Supplied passage
::::::

For these reasons, the IACHR calls on States to adopt diligent measures to address the root causes of violence against Indigenous girls and adolescents, particularly sexual violence. This includes establishing systems for collecting disaggregated data that highlight the incidence and differential impact of violence against them, thereby enabling the adoption of effective measures for the prevention and protection of their rights.

Additionally, in accordance with the American Declaration on the Rights of Indigenous Peoples, States should create culturally appropriate spaces for the full participation of Indigenous girls and adolescents in the formulation and implementation of measures that affect or concern them.

Finally, the Commission urges States to investigate, prosecute, and sanction sexual violence with reinforced due diligence, as well as to provide comprehensive services and reparations to victims. Such reparations should adopt an intercultural, intergenerational, and gender-sensitive approach that considers both the individual and collective impact of sexual violence on Indigenous girls and adolescents, and should aim at their full recovery, rehabilitation, and reintegration into the community.

The IACHR is a principal and autonomous body of the Organization of American States (OAS), deriving its mandate from the OAS Charter and the American Convention on Human Rights. The Inter-American Commission is charged with promoting human rights in the region and acts as a consultative body to the OAS on this matter. The IACHR is composed of seven independent members elected by the OAS General Assembly in their personal capacity, and they do not represent their countries of origin or residence.

::::::

Exercises
(1) List the approaches that the IACHR passage says reparations to victims should adopt.
(2) Retype the part of the IACHR passage starting with "Additionally, in accordance" and going on through "or concern them.".

::::::

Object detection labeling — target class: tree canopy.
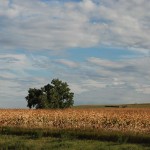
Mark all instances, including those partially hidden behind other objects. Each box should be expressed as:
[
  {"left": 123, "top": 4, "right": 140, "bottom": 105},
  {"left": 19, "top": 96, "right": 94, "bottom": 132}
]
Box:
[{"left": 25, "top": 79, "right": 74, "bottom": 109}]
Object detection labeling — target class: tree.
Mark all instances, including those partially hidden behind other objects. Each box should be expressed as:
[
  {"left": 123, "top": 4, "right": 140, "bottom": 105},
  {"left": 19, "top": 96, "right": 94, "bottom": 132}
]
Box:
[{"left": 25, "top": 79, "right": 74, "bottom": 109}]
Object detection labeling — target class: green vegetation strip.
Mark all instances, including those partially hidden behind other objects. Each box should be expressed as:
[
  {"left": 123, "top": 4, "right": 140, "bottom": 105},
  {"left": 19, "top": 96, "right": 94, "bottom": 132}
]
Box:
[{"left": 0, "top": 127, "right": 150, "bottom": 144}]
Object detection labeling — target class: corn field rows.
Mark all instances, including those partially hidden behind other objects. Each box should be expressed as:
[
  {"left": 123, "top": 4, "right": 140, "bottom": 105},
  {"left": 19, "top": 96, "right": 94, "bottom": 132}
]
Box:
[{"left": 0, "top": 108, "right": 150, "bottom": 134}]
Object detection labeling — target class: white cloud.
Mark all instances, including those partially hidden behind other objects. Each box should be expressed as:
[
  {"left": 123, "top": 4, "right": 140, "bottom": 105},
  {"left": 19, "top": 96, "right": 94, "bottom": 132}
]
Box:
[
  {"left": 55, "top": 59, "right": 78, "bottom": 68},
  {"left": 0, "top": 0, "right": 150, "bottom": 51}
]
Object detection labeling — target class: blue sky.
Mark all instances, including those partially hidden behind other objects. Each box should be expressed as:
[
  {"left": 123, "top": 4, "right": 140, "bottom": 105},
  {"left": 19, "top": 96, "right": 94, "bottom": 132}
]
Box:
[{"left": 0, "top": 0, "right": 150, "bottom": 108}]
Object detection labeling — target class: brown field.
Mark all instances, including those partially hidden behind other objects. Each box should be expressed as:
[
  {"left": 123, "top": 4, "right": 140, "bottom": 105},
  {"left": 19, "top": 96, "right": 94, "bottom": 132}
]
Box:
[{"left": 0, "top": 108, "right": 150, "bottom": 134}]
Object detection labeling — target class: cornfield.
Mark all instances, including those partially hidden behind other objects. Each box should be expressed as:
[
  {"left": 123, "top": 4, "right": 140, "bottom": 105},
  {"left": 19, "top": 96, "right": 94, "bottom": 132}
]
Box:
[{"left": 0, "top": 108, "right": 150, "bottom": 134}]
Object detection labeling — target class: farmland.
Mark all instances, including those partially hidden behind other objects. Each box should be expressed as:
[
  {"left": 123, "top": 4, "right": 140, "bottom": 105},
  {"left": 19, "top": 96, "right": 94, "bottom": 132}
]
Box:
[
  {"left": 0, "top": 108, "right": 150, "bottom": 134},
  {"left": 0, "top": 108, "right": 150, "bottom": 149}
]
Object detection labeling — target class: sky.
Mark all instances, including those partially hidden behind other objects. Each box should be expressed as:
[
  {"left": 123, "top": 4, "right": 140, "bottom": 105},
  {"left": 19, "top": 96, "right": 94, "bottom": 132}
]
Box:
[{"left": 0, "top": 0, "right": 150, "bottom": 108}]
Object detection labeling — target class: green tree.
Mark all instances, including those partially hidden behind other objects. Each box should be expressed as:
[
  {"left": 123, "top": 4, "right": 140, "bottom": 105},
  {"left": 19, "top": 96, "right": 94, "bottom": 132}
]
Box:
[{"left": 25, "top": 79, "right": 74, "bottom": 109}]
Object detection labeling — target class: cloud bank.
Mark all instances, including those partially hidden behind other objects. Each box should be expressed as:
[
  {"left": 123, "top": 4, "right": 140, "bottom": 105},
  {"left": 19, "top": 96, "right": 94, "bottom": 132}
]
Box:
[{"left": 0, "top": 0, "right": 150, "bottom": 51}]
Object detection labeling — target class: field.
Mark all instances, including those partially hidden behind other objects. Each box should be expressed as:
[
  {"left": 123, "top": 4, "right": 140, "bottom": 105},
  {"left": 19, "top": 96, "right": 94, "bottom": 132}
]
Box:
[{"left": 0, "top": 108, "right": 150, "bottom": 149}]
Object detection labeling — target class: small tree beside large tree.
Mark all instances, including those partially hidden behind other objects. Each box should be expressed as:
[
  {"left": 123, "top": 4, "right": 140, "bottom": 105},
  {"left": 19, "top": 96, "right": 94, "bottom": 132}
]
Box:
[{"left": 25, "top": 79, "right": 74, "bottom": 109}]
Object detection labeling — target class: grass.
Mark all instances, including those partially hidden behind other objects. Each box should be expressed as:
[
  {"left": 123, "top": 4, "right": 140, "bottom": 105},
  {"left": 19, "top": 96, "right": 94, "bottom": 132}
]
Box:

::::::

Task-by-task outputs
(1)
- Intercultural
- Intergenerational
- Gender-sensitive

(2)
Additionally, in accordance with the American Declaration on the Rights of Indigenous Peoples, States should create culturally appropriate spaces for the full participation of Indigenous girls and adolescents in the formulation and implementation of measures that affect or concern them.